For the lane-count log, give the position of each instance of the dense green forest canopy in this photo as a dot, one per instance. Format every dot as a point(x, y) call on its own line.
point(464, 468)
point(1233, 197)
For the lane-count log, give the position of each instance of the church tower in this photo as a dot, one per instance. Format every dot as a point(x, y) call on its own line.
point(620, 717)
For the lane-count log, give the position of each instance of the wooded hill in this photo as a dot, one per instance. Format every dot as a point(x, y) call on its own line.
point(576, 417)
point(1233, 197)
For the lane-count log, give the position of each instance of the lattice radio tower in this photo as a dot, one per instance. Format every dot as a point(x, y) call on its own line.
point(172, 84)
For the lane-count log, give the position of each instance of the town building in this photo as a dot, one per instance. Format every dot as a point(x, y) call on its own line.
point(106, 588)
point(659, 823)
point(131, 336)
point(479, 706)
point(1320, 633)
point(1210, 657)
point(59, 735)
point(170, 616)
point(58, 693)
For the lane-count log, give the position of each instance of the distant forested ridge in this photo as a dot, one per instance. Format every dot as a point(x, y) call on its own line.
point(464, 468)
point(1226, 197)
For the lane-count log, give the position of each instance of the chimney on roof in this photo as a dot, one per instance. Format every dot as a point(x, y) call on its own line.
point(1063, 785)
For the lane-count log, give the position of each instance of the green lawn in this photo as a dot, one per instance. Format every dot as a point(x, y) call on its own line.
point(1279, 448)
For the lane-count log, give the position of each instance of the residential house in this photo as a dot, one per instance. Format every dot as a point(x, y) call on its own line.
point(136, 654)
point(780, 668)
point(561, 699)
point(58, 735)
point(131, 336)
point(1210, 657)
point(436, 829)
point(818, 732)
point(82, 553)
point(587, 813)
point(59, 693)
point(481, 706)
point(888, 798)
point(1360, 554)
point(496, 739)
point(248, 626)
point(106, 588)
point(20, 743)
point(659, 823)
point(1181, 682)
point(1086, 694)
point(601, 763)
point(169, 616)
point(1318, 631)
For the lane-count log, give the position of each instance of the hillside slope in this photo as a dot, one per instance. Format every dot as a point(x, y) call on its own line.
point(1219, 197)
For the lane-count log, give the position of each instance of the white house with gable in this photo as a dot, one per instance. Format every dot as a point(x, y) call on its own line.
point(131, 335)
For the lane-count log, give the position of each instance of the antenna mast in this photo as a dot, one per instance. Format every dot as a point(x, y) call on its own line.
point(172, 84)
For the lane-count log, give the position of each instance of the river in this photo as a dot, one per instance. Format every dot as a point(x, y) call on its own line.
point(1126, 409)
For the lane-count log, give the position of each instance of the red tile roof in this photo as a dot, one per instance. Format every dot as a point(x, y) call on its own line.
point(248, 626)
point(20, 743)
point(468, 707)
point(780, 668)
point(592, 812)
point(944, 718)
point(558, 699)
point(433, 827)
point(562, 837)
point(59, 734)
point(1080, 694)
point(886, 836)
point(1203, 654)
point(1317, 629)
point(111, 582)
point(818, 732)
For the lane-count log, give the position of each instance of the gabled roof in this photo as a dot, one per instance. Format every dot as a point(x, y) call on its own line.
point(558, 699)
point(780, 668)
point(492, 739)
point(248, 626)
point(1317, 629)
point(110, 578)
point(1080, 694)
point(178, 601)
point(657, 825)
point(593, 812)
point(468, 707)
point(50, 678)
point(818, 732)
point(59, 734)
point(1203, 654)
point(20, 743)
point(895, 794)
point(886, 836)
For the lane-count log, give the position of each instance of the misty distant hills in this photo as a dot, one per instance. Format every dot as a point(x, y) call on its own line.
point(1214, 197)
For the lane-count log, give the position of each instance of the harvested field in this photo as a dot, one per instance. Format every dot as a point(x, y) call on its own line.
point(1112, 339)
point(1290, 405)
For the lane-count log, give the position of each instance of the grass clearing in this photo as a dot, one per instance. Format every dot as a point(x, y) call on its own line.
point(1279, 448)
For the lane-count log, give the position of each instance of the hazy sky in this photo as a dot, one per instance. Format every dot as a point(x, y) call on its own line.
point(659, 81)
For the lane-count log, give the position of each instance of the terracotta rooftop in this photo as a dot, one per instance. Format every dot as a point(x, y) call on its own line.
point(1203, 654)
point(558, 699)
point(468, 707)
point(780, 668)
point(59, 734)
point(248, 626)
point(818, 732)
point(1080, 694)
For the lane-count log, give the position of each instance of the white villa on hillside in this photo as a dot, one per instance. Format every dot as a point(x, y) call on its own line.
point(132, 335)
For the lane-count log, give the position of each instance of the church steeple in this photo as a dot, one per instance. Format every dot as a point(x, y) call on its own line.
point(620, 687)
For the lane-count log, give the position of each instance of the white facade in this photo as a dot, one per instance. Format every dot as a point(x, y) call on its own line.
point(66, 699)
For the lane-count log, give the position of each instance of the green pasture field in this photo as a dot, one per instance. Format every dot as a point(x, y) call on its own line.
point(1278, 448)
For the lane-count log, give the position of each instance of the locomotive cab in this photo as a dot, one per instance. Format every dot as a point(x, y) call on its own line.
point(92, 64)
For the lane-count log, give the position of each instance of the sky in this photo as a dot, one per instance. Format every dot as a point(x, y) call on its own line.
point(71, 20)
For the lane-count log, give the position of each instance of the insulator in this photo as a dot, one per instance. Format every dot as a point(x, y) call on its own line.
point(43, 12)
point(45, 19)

## Work to do
Reproduce the records above with "lane-count log" swapped for "landmark survey" wherever it occurs, leaving everything else unchanged.

## Finished exercise
For the landmark survey, give the position of each instance of the dense green forest canopy in this photo as a dot, one per instance. Format every dot as a point(x, y) call on its own line.
point(464, 468)
point(1233, 197)
For the landmark survey, give the position of each instance of the church tower in this photo as a dot, one per instance. Format every dot as a point(x, y) call on its own line.
point(620, 717)
For the landmark survey, give the position of each instance of the wooded hill in this photo as a dot, one per instance. Format every dot as a point(x, y) call on its own line.
point(576, 417)
point(1233, 197)
For the landmark survey, give the position of each instance of the lattice radio tower in this photo as a dot, one per instance. Format every dot as a point(x, y) call on its own line.
point(172, 84)
For the landmark survey, give the position of each instance of the town building in this photo as a dot, one per instance. Format every dot as a point(x, y) call on its own line.
point(106, 588)
point(659, 823)
point(131, 336)
point(479, 706)
point(1320, 633)
point(1210, 657)
point(59, 735)
point(170, 616)
point(58, 693)
For the landmark survey, give the position of each instance of the distant forested ridge in this photo as a dot, one per instance. Format every dot as a point(x, y) call on its own line.
point(464, 468)
point(1226, 197)
For the landmark survey, give the position of each instance of the chimney on roof in this photo as a dot, one per instance. Format every dot as a point(x, y) call on its own line.
point(1063, 785)
For the landmark survey, give the position of each instance of the green lawn in this photo as a dot, one per instance. Format every dot as a point(x, y) call on its own line.
point(1279, 448)
For the landmark survey, give the position of each instance of the residential house in this photo as a dot, one per instance. Format every dot as a point(x, y) call on its own line.
point(136, 654)
point(780, 668)
point(561, 699)
point(58, 735)
point(131, 336)
point(1210, 657)
point(436, 829)
point(818, 732)
point(82, 553)
point(587, 813)
point(59, 693)
point(481, 706)
point(888, 798)
point(1360, 554)
point(496, 739)
point(248, 626)
point(106, 588)
point(20, 743)
point(659, 823)
point(1181, 682)
point(1086, 694)
point(601, 763)
point(169, 616)
point(1318, 631)
For the landmark survey, give the position of each instance of the hillside slope in this photo as a dot, one per instance. Format every dot as a point(x, y) call on its own line.
point(1219, 197)
For the landmark survey, give the position of each instance of the white house with gable in this photo as a dot, one per instance. Format every dot as a point(x, y) call on its own line.
point(131, 335)
For the landmark survey, give the position of each instance of the antenna mast in this photo as a dot, one per instance. Format every dot as a point(x, y) call on its own line.
point(172, 84)
For the landmark survey, give the position of each instance of the river in this photo as a dot, one per instance. Format every dot as a point(x, y) call on its own line.
point(1126, 409)
For the landmark survey, give the position of each instance of the red tile roof in this photo as a dot, one per instance. Format every dot as a point(x, y) call on its own line.
point(248, 626)
point(20, 743)
point(468, 707)
point(780, 668)
point(592, 812)
point(944, 718)
point(558, 699)
point(433, 827)
point(562, 837)
point(59, 734)
point(1080, 694)
point(886, 836)
point(1203, 654)
point(1317, 629)
point(111, 582)
point(818, 732)
For the landmark survey, give the position of each instance of the gabled roof in this photo as a dot, one per instance. Format every dot as a point(x, y) call on its own line.
point(558, 699)
point(780, 668)
point(492, 739)
point(248, 626)
point(1317, 629)
point(110, 578)
point(1080, 694)
point(178, 601)
point(657, 825)
point(593, 812)
point(468, 707)
point(50, 678)
point(818, 732)
point(59, 734)
point(1203, 654)
point(20, 743)
point(895, 794)
point(886, 836)
For the landmark survey, give the position of each instance of the misty distant hills in this photo as a dot, one per instance. Format every dot as a point(x, y) call on its own line.
point(1214, 197)
For the landmark survey, give the position of each instance of the harvested field in this photo as a dot, one per instance. Format every dot as a point(x, y) call on its own line.
point(1112, 339)
point(1290, 405)
For the landmark survey, give the position of each instance of the grass clearing in this photo as a dot, one per instance. Format every dot as a point(x, y) call on its own line.
point(1279, 448)
For the landmark survey, give the position of each instance of the hazy sky in this photo as a dot, one per instance. Format every dot as a point(x, y) call on its own line.
point(659, 81)
For the landmark survey, give the position of each instance of the terracotta rooftop in this photo as a dot, one per instance. Format every dot as a point(x, y) call on its own line.
point(1203, 654)
point(558, 699)
point(468, 707)
point(780, 668)
point(59, 734)
point(248, 626)
point(818, 732)
point(1080, 694)
For the landmark survey, give the position of each instance of the white villa on hillside in this photo as a dot, one per instance. Format every dot as a point(x, y) call on its own line.
point(132, 335)
For the landmark survey, give the position of each instance of the church steeple in this photo as a dot, one per instance. Format every dot as a point(x, y) call on its own line.
point(620, 687)
For the landmark survey, give the position of each instance of the white facade in this photo as a dot, one per instance. Format every dot as a point(x, y) call on its own line.
point(66, 699)
For the landmark survey, give the position of each instance of the green pasture field in this photo as a dot, one per instance. Format every dot as a point(x, y) call on its own line.
point(1278, 448)
For the landmark survey, give the position of each instance of the locomotive cab in this photo as a dot, one per instance. Format every dot as a point(x, y) call on its own line.
point(92, 64)
For the landmark survey, give the position of each instance of the sky in this photo as a dot, one per instance. Format every dot as a point(x, y) call on its own line.
point(71, 20)
For the landmark survey, give the position of each instance of the insulator in this photo as a dot, one per instance. Format every dot as a point(x, y) call on its own line.
point(43, 12)
point(45, 19)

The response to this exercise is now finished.